* 练习目标
返回下列记录中所有包含字符串“coordinate”的行，逐行原样抄出，匹配时区分大小写。

________________________

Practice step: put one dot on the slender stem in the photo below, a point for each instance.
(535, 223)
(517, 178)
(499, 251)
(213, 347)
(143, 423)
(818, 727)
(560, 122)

________________________

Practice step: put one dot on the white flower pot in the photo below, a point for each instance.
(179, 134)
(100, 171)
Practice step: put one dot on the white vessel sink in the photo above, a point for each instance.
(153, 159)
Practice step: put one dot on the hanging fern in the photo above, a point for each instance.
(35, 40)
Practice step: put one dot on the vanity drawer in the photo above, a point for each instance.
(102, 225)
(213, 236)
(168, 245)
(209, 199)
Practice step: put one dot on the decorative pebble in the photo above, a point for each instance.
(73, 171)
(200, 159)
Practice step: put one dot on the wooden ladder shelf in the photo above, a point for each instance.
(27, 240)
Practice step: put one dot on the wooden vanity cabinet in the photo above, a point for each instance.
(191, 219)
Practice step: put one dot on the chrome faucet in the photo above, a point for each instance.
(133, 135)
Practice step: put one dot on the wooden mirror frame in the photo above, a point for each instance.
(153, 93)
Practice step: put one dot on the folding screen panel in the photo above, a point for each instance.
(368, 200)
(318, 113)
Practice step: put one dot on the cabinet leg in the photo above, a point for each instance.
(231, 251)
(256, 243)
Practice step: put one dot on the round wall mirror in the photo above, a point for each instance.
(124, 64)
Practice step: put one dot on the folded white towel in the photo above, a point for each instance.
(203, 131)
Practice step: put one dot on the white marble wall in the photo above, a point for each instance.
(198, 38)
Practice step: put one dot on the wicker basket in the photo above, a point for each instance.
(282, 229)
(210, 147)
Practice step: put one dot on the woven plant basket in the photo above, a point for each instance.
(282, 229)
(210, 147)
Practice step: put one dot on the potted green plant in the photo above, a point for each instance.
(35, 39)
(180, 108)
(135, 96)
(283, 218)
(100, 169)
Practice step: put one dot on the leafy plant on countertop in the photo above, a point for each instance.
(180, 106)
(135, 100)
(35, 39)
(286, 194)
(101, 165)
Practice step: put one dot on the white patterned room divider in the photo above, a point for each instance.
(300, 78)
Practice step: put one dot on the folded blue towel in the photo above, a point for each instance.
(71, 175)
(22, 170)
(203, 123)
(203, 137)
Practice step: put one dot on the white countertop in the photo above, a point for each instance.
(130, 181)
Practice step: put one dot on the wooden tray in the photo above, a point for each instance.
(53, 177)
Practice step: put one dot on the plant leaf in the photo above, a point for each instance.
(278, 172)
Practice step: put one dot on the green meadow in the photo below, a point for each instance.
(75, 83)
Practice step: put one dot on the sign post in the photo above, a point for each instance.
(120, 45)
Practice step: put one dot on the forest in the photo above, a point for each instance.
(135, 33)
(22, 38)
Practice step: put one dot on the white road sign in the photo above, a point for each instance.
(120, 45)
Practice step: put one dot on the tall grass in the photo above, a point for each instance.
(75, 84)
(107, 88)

________________________

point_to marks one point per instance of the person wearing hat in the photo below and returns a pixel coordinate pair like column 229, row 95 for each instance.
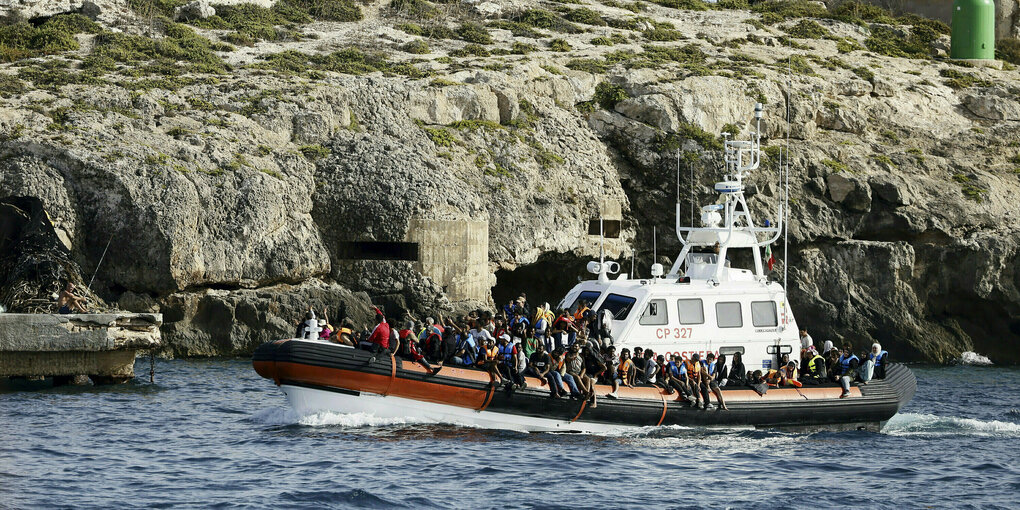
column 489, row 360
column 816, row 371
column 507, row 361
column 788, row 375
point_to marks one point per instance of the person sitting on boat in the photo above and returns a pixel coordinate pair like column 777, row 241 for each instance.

________________________

* 最终答案
point_to marks one point per instance of the person wearing hat in the photo below and returns a pixel coordinate pair like column 229, row 95 for each instance.
point_to marks one point per instance of the person sitting on boat in the photo above and returns a pixel coordinate pair like column 777, row 241 for each instance.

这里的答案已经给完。